• _Task objective_
Return nothing but the lines from the line containing "the mosque building" through the last line of the records, reproduced exactly.

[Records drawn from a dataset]
══════════════════════════════
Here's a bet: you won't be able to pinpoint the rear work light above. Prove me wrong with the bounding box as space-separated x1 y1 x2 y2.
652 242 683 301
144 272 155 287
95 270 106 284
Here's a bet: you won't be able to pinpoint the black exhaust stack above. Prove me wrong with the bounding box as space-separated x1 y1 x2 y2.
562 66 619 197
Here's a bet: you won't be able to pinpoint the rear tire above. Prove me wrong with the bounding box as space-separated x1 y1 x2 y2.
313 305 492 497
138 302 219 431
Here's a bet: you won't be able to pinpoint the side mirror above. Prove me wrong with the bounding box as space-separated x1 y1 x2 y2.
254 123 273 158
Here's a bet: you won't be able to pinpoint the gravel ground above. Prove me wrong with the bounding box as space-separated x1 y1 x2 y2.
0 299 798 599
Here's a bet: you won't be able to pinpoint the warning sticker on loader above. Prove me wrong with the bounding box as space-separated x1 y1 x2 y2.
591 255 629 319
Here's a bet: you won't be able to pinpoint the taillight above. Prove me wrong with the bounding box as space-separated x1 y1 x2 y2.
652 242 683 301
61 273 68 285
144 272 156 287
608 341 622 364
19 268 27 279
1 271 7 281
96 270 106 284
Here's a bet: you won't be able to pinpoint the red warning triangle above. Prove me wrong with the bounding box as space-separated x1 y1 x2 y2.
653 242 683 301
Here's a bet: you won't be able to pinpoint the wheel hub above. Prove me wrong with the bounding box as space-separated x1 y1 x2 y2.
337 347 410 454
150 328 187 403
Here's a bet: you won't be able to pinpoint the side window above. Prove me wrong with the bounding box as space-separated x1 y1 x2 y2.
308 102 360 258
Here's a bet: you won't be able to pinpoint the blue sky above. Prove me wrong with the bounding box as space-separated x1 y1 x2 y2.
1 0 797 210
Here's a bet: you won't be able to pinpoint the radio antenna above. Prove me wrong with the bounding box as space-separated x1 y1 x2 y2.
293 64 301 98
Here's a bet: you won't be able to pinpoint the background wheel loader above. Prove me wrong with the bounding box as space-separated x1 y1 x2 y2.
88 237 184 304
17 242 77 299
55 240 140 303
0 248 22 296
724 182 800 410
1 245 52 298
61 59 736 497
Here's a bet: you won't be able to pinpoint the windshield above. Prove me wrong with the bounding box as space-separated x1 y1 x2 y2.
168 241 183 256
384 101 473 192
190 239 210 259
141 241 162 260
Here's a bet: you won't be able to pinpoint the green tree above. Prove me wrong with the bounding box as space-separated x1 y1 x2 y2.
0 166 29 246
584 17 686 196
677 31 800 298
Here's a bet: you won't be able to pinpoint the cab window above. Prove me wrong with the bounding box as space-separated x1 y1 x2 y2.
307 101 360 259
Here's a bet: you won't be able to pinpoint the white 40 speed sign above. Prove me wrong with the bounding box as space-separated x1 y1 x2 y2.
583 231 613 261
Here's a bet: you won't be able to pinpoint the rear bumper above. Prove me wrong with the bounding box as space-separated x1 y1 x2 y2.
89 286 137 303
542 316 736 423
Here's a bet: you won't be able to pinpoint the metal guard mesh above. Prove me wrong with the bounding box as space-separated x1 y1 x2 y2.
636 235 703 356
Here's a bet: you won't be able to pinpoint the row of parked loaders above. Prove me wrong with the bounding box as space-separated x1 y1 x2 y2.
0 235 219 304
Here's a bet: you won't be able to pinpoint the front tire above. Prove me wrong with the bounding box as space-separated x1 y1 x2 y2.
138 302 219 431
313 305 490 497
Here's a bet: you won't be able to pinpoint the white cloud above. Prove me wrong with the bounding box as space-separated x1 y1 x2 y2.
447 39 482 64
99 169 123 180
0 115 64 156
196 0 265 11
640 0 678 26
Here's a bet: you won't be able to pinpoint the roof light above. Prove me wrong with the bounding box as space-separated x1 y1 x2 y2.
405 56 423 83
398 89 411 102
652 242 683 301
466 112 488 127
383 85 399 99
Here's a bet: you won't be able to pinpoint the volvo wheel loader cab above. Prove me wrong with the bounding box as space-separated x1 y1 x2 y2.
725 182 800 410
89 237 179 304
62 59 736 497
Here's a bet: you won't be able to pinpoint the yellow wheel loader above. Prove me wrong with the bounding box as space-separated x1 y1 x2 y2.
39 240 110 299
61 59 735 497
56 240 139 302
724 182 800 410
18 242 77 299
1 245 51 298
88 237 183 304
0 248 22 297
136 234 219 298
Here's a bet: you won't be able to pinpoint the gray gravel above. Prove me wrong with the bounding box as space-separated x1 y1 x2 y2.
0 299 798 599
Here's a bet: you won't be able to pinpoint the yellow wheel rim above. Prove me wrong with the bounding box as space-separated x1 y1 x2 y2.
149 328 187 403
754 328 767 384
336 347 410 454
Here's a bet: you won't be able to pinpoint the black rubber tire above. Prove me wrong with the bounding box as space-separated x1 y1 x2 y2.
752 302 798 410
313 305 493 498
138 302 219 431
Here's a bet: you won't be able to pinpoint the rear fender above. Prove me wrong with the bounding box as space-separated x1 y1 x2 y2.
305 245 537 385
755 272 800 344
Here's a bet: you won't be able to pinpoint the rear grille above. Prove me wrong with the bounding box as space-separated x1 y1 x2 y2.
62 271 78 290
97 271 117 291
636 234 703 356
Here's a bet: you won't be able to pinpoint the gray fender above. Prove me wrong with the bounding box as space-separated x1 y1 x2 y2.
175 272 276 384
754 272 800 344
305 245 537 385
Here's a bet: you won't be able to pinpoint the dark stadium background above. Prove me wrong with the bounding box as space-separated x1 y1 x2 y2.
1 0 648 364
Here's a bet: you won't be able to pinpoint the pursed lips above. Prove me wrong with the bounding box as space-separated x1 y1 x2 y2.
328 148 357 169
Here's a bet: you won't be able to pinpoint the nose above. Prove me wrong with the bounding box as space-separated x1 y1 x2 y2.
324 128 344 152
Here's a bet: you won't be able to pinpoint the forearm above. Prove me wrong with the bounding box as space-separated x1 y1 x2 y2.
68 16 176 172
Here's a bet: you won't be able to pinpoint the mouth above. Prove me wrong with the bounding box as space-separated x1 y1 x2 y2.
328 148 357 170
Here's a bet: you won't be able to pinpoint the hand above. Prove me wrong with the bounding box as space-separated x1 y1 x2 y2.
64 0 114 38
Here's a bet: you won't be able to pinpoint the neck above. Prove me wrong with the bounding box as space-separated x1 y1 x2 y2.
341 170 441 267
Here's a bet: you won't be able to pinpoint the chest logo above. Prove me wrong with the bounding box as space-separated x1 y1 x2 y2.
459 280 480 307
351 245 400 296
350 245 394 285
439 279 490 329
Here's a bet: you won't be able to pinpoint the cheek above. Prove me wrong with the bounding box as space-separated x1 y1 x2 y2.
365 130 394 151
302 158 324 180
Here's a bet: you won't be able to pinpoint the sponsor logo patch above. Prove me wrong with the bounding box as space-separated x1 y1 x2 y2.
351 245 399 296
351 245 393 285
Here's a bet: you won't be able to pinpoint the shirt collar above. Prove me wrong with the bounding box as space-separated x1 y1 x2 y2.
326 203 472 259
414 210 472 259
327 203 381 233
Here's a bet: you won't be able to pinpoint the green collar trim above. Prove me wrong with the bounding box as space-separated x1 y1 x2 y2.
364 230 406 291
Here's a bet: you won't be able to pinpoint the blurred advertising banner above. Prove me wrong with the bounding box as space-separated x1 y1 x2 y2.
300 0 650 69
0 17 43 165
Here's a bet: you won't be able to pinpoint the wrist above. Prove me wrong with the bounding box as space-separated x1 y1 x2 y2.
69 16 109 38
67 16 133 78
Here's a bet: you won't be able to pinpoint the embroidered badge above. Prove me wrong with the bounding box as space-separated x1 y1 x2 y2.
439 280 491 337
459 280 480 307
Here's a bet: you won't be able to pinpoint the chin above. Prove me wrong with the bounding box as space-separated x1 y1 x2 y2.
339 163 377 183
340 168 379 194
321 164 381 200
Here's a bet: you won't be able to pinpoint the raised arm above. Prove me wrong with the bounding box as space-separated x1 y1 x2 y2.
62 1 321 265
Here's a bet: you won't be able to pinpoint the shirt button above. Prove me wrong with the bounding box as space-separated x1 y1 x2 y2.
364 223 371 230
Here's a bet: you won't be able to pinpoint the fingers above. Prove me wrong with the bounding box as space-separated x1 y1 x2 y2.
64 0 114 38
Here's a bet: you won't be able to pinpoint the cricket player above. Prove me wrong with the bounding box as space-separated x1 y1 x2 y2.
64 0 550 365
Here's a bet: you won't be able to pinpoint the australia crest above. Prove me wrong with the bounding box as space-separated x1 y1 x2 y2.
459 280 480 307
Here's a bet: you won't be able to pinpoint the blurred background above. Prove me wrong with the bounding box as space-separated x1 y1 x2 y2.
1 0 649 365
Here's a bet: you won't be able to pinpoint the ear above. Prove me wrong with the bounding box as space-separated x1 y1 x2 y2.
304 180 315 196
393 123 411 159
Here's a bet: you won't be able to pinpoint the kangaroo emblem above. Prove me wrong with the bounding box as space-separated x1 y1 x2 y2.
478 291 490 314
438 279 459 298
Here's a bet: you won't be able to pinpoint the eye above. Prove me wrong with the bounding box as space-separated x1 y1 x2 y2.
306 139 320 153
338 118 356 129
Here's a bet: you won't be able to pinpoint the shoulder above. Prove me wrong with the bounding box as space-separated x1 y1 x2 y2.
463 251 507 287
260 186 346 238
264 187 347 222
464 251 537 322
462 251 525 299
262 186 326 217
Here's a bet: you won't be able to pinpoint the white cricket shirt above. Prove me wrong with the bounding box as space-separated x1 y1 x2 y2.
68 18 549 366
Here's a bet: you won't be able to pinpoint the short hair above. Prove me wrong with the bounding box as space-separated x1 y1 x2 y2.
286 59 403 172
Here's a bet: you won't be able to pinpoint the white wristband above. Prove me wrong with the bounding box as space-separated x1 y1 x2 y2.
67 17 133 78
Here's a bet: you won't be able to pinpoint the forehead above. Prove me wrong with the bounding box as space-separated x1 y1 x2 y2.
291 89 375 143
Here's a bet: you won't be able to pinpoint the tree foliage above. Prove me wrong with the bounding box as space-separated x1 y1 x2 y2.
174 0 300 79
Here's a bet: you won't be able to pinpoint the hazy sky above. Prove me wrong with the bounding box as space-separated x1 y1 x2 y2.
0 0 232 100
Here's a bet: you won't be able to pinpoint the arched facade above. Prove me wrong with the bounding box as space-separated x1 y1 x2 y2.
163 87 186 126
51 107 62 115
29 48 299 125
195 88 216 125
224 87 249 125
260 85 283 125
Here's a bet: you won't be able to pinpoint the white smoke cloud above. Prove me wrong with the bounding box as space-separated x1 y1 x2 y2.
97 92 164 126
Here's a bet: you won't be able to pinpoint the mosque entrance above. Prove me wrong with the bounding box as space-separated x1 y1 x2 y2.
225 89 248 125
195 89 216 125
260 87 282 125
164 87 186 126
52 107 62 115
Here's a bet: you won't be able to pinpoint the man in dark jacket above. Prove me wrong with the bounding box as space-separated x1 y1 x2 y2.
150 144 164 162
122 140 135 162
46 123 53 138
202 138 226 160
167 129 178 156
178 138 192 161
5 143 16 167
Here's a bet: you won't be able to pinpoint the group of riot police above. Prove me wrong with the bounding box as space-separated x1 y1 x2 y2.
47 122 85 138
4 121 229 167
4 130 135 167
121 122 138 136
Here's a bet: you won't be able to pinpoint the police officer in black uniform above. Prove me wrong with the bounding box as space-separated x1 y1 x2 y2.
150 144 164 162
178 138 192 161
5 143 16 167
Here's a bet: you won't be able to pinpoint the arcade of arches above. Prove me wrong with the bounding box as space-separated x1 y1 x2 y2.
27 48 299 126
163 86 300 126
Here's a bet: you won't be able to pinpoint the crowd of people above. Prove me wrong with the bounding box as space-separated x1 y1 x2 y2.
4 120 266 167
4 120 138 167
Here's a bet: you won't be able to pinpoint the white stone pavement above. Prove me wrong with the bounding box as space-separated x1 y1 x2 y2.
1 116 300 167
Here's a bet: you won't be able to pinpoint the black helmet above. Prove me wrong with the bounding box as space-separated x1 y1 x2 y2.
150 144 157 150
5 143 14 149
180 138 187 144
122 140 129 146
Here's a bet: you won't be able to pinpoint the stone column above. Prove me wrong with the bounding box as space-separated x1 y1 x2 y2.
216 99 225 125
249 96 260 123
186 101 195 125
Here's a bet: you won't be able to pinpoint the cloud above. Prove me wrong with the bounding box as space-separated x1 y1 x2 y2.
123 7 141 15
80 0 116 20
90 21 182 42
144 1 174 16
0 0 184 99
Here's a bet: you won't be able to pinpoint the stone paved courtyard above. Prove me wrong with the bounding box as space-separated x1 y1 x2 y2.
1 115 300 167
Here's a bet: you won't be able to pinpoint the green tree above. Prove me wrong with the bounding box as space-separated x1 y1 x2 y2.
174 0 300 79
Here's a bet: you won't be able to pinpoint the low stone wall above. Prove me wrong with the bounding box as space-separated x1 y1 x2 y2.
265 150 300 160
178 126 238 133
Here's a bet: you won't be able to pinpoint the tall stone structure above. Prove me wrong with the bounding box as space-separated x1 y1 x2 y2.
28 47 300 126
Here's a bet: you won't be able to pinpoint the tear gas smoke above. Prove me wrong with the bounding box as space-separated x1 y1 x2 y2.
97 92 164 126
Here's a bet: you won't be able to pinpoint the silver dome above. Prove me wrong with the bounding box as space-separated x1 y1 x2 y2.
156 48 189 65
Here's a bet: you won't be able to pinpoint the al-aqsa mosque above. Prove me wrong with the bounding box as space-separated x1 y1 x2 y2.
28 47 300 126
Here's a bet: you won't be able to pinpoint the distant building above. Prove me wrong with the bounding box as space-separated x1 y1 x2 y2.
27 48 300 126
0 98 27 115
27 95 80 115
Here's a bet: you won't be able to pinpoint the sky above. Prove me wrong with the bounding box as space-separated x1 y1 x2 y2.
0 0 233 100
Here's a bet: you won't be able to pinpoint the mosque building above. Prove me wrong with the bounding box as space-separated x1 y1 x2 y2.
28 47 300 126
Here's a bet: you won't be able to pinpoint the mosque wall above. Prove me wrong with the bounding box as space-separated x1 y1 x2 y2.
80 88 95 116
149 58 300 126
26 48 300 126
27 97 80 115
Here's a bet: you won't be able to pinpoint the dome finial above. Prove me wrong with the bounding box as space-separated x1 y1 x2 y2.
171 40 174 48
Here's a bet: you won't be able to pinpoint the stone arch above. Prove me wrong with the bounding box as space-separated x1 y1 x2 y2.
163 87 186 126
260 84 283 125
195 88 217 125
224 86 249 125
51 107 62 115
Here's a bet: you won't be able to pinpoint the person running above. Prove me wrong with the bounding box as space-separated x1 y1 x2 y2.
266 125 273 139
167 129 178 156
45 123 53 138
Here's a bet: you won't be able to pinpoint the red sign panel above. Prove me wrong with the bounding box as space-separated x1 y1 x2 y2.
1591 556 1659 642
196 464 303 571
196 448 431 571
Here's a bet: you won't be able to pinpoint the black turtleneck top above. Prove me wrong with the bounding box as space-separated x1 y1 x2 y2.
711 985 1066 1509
══════════════════════════════
• _Your solution_
Here's a bet: you won't be able to pinpoint the mosque building above. Prove me wrong with the bounding box as space-separated x1 y1 x2 y2.
28 47 300 126
Here's a bet: you won't be able to pinpoint the mosque wall above. Prove me wrong with the bounding box as space-separated x1 y1 x2 y2.
80 88 95 116
149 58 300 126
26 48 300 126
27 97 80 115
Here's a bet: you won't be able to pinpoint the dome finial above. Prove me wrong with the bounding box as space-separated x1 y1 x2 y2.
171 40 174 48
Here's a bet: you won't be able to pinpoint the stone arch above. Prove me wrong with the bounding box as space-separated x1 y1 x2 y2.
163 87 186 126
260 84 283 125
195 88 217 125
224 86 249 125
51 107 62 115
Here's a bet: you won't be able to pinpoint the person running above. Prove me wrong with the bounding box as space-separated x1 y1 x2 y2.
266 125 273 139
167 129 178 156
45 123 53 138
Here's a bet: you won't be able to pinpoint the red sign panel above. Prove me wrong with the bounding box as space-separated x1 y1 x2 y2.
1591 556 1659 642
196 464 303 571
196 448 431 571
Here's a bet: you won't be able to pinpoint the black turtleneck top above. Prove me wrong with the bounding box as space-separated x1 y1 x2 y2.
711 985 1066 1509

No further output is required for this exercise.